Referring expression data
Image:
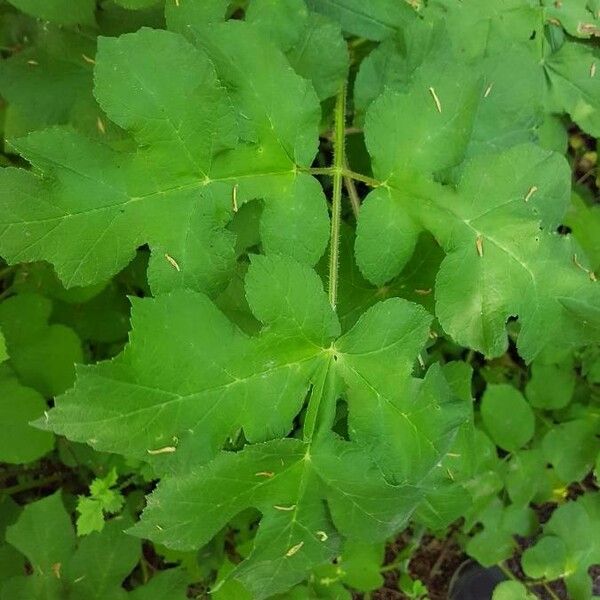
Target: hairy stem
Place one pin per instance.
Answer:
(336, 207)
(370, 181)
(352, 193)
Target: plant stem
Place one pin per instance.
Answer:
(336, 205)
(352, 193)
(370, 181)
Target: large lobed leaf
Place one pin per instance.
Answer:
(88, 206)
(398, 427)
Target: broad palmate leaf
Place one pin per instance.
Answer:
(189, 380)
(496, 219)
(197, 153)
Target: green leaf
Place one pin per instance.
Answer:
(478, 28)
(44, 534)
(376, 20)
(312, 43)
(42, 355)
(546, 559)
(136, 4)
(20, 405)
(577, 524)
(183, 14)
(62, 12)
(144, 83)
(574, 87)
(584, 221)
(526, 478)
(57, 63)
(259, 384)
(118, 553)
(382, 217)
(361, 565)
(90, 517)
(102, 500)
(415, 282)
(503, 247)
(295, 531)
(3, 351)
(577, 16)
(507, 417)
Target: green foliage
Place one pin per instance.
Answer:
(102, 500)
(295, 288)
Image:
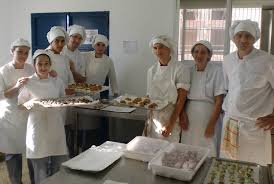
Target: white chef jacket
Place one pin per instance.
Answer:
(97, 69)
(13, 121)
(205, 85)
(250, 83)
(162, 84)
(45, 128)
(208, 83)
(78, 59)
(163, 81)
(60, 64)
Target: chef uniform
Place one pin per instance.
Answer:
(45, 128)
(162, 84)
(250, 84)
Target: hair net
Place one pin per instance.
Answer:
(19, 42)
(39, 52)
(99, 38)
(204, 43)
(76, 29)
(245, 25)
(55, 32)
(165, 40)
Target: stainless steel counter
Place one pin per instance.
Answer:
(128, 171)
(138, 114)
(124, 170)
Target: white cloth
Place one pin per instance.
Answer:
(13, 121)
(77, 58)
(76, 29)
(97, 69)
(163, 82)
(99, 38)
(250, 84)
(60, 64)
(205, 85)
(247, 26)
(20, 42)
(205, 43)
(254, 143)
(45, 128)
(39, 52)
(198, 113)
(57, 31)
(165, 40)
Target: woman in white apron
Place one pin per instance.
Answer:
(45, 137)
(57, 38)
(204, 100)
(169, 81)
(13, 120)
(77, 35)
(99, 65)
(249, 78)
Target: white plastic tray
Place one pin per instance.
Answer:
(94, 159)
(181, 174)
(63, 99)
(228, 173)
(144, 148)
(161, 104)
(87, 92)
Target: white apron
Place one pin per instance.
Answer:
(254, 143)
(45, 128)
(163, 88)
(199, 107)
(199, 113)
(13, 120)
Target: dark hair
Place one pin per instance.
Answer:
(34, 60)
(192, 50)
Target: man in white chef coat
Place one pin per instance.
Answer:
(249, 79)
(77, 35)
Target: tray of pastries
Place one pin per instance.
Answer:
(179, 161)
(65, 101)
(88, 88)
(142, 102)
(230, 171)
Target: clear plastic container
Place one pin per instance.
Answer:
(144, 148)
(171, 172)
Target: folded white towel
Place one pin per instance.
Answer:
(113, 182)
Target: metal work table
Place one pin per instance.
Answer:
(138, 114)
(128, 171)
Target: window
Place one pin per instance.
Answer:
(209, 24)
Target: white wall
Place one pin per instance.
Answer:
(129, 20)
(5, 36)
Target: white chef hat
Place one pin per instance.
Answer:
(205, 43)
(19, 42)
(165, 40)
(55, 32)
(39, 52)
(76, 29)
(99, 38)
(245, 25)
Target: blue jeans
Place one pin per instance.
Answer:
(14, 166)
(47, 166)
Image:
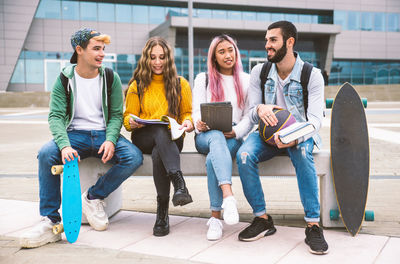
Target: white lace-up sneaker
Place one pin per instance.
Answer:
(231, 215)
(39, 235)
(214, 229)
(94, 212)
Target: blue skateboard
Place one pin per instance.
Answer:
(71, 200)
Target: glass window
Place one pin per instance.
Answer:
(140, 14)
(19, 72)
(366, 21)
(394, 73)
(123, 13)
(249, 16)
(53, 55)
(219, 14)
(353, 20)
(204, 13)
(277, 17)
(262, 16)
(357, 72)
(33, 55)
(52, 9)
(35, 71)
(369, 73)
(344, 71)
(307, 19)
(88, 11)
(106, 12)
(393, 22)
(40, 11)
(294, 18)
(324, 19)
(258, 53)
(173, 11)
(234, 15)
(340, 18)
(379, 21)
(382, 73)
(157, 14)
(70, 10)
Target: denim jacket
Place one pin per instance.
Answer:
(293, 95)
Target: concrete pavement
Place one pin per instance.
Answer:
(129, 238)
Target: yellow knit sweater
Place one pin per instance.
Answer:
(154, 102)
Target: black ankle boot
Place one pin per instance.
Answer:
(161, 227)
(181, 193)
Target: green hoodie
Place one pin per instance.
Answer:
(59, 120)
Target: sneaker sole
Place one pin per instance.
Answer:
(265, 233)
(29, 243)
(316, 252)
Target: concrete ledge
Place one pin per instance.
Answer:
(193, 164)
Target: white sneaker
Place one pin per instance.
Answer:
(94, 212)
(231, 215)
(214, 229)
(39, 235)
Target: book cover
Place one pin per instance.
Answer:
(174, 126)
(217, 115)
(295, 131)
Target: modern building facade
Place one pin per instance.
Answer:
(352, 40)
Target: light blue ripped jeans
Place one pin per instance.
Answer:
(254, 150)
(220, 151)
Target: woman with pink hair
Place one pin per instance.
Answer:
(224, 81)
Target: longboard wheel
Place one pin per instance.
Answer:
(58, 229)
(369, 216)
(57, 169)
(329, 102)
(334, 214)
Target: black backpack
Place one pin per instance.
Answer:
(304, 79)
(109, 78)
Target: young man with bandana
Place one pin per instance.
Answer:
(85, 119)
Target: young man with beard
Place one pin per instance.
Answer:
(283, 90)
(85, 119)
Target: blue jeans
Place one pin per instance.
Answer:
(127, 158)
(220, 151)
(255, 150)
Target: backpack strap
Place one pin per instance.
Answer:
(304, 79)
(64, 82)
(206, 81)
(263, 77)
(109, 79)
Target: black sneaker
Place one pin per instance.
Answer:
(259, 228)
(315, 240)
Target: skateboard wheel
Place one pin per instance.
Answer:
(58, 229)
(365, 102)
(369, 216)
(57, 169)
(334, 214)
(329, 102)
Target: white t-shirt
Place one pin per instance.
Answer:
(280, 99)
(88, 113)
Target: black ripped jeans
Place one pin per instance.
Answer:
(156, 140)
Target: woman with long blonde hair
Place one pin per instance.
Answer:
(223, 81)
(156, 90)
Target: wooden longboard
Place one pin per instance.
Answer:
(71, 200)
(350, 156)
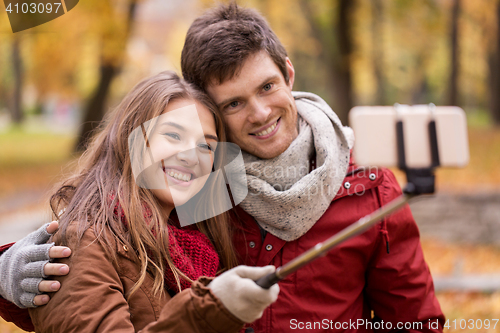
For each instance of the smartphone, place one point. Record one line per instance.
(376, 138)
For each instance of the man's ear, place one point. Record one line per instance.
(291, 73)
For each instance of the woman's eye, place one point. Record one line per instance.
(267, 87)
(206, 146)
(173, 135)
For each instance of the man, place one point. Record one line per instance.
(303, 188)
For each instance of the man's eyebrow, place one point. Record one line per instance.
(234, 98)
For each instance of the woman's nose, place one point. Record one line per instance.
(189, 157)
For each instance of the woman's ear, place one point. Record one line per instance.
(291, 73)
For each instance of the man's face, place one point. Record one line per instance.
(258, 107)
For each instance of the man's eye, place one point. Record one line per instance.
(173, 135)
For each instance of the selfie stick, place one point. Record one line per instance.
(419, 181)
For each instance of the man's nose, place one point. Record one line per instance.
(188, 157)
(259, 111)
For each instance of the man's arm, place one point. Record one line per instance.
(399, 283)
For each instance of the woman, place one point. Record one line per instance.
(155, 152)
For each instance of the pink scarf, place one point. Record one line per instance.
(191, 252)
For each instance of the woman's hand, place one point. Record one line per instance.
(239, 293)
(25, 265)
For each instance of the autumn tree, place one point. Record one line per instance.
(113, 41)
(495, 74)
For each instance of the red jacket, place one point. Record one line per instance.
(353, 281)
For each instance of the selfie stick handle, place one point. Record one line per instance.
(321, 248)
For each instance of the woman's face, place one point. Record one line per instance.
(181, 146)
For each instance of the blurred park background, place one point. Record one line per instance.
(57, 81)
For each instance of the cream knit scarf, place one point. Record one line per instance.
(284, 197)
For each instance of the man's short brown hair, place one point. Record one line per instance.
(219, 41)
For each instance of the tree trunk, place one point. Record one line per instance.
(16, 110)
(342, 67)
(94, 111)
(495, 76)
(378, 50)
(454, 54)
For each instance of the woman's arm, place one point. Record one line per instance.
(91, 299)
(24, 265)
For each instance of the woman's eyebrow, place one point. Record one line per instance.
(210, 136)
(173, 125)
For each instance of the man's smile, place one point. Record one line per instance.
(267, 131)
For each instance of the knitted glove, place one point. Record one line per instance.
(21, 268)
(239, 293)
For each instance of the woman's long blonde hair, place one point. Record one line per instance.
(105, 178)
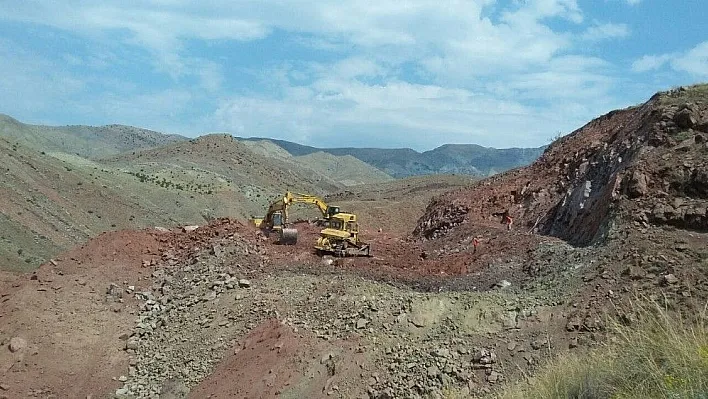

◆ WHAT TO WORK ON ◆
Please find all lines of the entries that hold the string "with" and copy them.

◆ TASK SOLUTION ◆
Target: woman with pink hair
Target: young man with bandana
Target: young man with beard
Target: woman with long blonde hair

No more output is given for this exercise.